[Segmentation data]
__________________________________________________
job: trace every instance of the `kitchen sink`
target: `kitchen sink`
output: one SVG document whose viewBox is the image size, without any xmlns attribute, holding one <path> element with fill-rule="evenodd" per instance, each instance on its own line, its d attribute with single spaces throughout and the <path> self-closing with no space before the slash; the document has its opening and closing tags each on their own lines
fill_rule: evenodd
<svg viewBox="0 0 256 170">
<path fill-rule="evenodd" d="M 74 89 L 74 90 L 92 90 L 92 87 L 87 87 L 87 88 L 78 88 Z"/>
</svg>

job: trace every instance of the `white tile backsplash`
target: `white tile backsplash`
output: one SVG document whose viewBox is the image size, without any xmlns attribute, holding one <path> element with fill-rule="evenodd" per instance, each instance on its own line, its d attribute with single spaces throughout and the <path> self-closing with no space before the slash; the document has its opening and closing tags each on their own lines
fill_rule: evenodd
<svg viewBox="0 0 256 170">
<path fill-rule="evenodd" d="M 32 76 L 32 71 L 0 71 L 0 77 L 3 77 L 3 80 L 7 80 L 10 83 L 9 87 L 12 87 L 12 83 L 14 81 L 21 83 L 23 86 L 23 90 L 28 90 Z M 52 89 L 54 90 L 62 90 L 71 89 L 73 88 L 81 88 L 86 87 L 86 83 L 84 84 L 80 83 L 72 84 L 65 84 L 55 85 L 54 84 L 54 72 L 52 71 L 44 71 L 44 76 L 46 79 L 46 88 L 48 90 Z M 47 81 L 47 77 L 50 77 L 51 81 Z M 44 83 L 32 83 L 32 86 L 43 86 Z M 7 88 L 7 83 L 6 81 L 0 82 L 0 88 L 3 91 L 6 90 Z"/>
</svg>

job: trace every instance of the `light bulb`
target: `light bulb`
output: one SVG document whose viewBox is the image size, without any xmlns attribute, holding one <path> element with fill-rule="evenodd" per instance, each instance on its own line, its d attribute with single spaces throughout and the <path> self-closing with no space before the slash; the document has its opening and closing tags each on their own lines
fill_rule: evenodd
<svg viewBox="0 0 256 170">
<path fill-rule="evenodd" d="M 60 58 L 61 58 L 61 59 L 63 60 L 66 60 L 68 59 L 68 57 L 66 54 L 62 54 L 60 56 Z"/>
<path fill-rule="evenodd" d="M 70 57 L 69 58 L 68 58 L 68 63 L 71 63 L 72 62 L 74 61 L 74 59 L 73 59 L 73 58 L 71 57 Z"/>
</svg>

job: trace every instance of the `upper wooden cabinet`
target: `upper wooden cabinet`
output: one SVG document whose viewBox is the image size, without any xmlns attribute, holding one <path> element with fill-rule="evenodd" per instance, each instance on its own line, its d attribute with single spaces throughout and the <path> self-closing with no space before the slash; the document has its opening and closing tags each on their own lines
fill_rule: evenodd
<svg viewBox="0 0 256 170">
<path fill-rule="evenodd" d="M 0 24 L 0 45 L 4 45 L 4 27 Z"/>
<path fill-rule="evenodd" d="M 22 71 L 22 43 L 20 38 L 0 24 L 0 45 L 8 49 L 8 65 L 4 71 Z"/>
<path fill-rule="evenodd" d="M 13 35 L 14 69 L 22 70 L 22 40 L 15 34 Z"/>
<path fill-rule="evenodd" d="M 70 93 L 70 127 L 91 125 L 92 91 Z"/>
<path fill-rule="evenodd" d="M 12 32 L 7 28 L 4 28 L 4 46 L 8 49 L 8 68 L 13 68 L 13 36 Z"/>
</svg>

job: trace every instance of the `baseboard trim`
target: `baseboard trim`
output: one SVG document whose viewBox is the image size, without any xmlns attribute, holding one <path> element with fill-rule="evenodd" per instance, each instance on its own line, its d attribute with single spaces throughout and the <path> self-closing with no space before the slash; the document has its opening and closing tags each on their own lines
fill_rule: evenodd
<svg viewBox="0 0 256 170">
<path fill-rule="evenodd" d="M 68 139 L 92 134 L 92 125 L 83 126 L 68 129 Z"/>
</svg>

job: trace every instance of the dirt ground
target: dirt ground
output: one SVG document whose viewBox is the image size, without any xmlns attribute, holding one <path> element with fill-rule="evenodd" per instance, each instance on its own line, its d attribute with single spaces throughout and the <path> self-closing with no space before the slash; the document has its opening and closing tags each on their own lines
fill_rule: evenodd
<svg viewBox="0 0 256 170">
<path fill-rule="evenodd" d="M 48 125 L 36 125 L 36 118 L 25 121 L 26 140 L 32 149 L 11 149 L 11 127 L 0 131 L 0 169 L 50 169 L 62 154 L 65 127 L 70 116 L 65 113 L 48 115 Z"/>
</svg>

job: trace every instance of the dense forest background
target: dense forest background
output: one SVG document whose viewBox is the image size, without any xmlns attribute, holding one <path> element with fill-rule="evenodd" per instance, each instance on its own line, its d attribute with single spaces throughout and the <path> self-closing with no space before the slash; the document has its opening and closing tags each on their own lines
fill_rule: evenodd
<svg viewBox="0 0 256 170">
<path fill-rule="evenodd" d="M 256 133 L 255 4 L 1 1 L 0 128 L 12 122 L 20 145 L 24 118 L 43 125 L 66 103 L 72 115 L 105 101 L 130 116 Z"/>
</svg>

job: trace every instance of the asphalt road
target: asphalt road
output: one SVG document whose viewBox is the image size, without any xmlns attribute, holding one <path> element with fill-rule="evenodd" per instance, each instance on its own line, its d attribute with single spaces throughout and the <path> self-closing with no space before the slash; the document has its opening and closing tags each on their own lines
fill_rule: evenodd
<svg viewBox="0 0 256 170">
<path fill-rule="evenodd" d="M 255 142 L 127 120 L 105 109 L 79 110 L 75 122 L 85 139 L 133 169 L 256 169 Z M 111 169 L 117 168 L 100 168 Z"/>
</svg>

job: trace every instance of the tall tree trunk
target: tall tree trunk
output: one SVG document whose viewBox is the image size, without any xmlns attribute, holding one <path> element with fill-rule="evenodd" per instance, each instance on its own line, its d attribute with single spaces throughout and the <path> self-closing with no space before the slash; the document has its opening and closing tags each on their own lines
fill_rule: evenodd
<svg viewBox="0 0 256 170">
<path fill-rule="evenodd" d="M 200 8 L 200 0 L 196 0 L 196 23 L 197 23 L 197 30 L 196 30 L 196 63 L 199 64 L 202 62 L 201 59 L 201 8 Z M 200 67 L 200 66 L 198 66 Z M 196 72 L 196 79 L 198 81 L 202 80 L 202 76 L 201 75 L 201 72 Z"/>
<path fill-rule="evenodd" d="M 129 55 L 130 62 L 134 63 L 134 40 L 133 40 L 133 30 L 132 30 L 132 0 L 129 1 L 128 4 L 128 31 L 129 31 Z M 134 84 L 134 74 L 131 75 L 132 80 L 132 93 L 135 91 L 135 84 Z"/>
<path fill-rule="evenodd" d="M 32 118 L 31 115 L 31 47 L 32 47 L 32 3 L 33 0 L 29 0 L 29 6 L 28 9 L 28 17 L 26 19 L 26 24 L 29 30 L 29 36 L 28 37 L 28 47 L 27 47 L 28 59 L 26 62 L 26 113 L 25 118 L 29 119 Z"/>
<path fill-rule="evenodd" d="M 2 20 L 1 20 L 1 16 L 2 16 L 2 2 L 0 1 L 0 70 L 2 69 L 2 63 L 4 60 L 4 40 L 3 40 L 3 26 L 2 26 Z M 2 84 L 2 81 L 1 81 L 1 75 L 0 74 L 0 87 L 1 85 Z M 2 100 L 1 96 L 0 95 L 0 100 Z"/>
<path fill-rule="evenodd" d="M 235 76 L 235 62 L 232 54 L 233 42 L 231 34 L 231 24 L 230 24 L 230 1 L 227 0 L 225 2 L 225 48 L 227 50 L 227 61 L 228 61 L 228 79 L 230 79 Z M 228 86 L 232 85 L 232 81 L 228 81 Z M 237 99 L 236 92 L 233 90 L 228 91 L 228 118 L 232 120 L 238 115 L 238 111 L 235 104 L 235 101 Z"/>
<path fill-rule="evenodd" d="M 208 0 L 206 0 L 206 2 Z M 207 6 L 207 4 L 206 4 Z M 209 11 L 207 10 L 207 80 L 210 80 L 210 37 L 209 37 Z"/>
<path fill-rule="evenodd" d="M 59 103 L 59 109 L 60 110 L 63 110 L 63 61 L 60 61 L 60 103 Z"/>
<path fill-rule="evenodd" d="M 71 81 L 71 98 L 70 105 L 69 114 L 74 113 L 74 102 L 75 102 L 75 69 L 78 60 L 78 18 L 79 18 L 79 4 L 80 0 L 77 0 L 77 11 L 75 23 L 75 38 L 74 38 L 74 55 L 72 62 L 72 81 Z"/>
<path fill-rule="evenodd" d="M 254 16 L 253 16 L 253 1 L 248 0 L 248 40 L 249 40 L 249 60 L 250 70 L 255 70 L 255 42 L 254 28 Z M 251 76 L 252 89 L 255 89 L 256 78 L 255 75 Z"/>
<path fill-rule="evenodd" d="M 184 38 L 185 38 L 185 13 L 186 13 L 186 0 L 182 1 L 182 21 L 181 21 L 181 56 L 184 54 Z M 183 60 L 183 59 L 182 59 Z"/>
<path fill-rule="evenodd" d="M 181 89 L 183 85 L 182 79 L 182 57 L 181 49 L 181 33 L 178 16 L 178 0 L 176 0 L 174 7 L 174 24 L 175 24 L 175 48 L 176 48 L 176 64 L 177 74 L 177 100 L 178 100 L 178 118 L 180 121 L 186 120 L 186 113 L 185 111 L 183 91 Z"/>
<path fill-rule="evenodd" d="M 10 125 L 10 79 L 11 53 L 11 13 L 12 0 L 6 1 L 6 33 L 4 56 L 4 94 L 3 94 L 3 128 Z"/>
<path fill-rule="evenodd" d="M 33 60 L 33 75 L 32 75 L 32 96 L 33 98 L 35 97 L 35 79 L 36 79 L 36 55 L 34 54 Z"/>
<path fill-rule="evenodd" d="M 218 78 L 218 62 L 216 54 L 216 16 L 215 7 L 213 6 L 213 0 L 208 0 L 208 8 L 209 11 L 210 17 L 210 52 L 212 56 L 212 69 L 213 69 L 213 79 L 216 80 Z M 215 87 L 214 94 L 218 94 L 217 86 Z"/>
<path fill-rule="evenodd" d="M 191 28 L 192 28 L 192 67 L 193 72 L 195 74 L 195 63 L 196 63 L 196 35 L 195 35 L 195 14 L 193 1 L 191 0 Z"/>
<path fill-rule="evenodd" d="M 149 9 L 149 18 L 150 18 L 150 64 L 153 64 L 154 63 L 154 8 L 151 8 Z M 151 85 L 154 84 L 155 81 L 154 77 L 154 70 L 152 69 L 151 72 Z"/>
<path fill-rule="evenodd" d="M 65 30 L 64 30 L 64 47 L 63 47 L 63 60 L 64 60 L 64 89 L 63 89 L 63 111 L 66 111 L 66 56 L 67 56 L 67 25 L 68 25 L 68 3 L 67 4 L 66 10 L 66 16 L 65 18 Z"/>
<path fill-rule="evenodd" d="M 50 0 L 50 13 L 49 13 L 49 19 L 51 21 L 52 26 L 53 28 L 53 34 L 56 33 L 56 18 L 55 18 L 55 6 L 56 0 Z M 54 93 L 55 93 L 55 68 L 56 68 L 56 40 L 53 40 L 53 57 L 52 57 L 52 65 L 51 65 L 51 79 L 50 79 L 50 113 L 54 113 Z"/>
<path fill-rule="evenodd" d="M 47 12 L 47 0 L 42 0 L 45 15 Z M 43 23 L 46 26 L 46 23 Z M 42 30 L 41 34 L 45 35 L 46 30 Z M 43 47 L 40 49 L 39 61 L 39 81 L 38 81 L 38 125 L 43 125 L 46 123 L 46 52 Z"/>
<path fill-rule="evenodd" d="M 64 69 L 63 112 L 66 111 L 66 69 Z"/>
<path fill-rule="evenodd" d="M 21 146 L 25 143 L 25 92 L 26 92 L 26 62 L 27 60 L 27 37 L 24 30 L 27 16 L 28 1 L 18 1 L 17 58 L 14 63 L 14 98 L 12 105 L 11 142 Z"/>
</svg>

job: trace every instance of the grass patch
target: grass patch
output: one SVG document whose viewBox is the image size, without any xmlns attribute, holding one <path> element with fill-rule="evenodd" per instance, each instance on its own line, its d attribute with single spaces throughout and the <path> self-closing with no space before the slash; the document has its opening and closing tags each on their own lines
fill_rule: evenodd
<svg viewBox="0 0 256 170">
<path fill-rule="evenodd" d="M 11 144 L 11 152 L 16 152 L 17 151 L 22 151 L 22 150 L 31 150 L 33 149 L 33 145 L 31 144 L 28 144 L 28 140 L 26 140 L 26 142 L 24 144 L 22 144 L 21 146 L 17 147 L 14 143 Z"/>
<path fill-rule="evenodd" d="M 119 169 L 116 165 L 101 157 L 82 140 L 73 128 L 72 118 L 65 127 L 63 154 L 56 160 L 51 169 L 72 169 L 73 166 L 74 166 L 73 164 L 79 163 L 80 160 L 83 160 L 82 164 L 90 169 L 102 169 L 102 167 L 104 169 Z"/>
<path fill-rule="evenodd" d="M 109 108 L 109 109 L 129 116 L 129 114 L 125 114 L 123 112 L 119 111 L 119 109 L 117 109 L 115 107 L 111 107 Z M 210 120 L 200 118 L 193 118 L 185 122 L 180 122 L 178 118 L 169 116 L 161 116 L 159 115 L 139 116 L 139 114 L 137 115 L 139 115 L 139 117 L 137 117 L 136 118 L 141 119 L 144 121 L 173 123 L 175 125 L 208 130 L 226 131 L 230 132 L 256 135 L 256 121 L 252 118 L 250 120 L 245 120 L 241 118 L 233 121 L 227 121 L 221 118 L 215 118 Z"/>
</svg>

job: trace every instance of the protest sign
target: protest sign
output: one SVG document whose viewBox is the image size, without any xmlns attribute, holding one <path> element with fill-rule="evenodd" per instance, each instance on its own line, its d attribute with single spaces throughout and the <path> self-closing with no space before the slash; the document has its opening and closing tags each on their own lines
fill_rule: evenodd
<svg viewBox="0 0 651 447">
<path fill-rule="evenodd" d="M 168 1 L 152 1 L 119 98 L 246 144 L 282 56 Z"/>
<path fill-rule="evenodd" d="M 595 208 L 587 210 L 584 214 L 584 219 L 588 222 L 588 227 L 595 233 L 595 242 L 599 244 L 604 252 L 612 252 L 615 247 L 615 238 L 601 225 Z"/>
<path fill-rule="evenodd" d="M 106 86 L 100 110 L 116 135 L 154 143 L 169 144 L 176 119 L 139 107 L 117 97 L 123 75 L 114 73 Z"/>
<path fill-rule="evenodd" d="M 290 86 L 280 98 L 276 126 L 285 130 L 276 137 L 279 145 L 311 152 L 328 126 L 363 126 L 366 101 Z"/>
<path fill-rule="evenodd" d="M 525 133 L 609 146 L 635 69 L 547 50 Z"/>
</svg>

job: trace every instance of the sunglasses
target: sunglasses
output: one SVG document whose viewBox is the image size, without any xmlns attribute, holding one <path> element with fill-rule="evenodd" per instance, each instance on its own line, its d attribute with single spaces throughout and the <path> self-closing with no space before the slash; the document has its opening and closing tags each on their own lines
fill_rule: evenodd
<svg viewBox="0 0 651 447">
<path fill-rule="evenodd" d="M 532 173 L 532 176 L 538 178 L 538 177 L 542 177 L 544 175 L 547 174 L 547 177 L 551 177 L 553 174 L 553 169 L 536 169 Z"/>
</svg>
__________________________________________________
Output exactly the lines above, from the one holding "job: trace every instance of the protest sign" through the end of the data, including the first and last.

job: trace every instance of the protest sign
target: protest sign
output: one SVG document whose viewBox is the image size, without any xmlns attribute, holding one <path> element with fill-rule="evenodd" per instance, each instance on its own line, its d attribute with single spaces throughout and the <path> self-closing with no space before the slash; the document has its opening and closing tags each on their own lines
fill_rule: evenodd
<svg viewBox="0 0 651 447">
<path fill-rule="evenodd" d="M 168 1 L 152 1 L 119 98 L 246 144 L 282 56 Z"/>
<path fill-rule="evenodd" d="M 595 208 L 587 210 L 584 214 L 584 219 L 588 222 L 588 227 L 595 233 L 595 242 L 599 244 L 604 252 L 612 252 L 615 247 L 615 238 L 601 225 Z"/>
<path fill-rule="evenodd" d="M 106 86 L 100 110 L 116 135 L 154 143 L 169 144 L 176 119 L 139 107 L 117 97 L 123 75 L 114 73 Z"/>
<path fill-rule="evenodd" d="M 290 86 L 280 98 L 276 126 L 285 130 L 276 137 L 279 145 L 311 152 L 328 126 L 363 126 L 366 101 Z"/>
<path fill-rule="evenodd" d="M 525 133 L 609 146 L 635 69 L 547 50 Z"/>
</svg>

job: trace every instance of the sunglasses
target: sunglasses
output: one SVG document whose viewBox is the image size, without any xmlns attribute, holding one <path> element with fill-rule="evenodd" per instance, each instance on its own line, its d attribute with single spaces throughout and the <path> self-closing with no space before the slash; the document has its opening and closing tags each on their own lines
fill_rule: evenodd
<svg viewBox="0 0 651 447">
<path fill-rule="evenodd" d="M 532 173 L 532 176 L 538 178 L 538 177 L 542 177 L 544 175 L 547 174 L 547 177 L 551 177 L 553 174 L 553 169 L 536 169 Z"/>
</svg>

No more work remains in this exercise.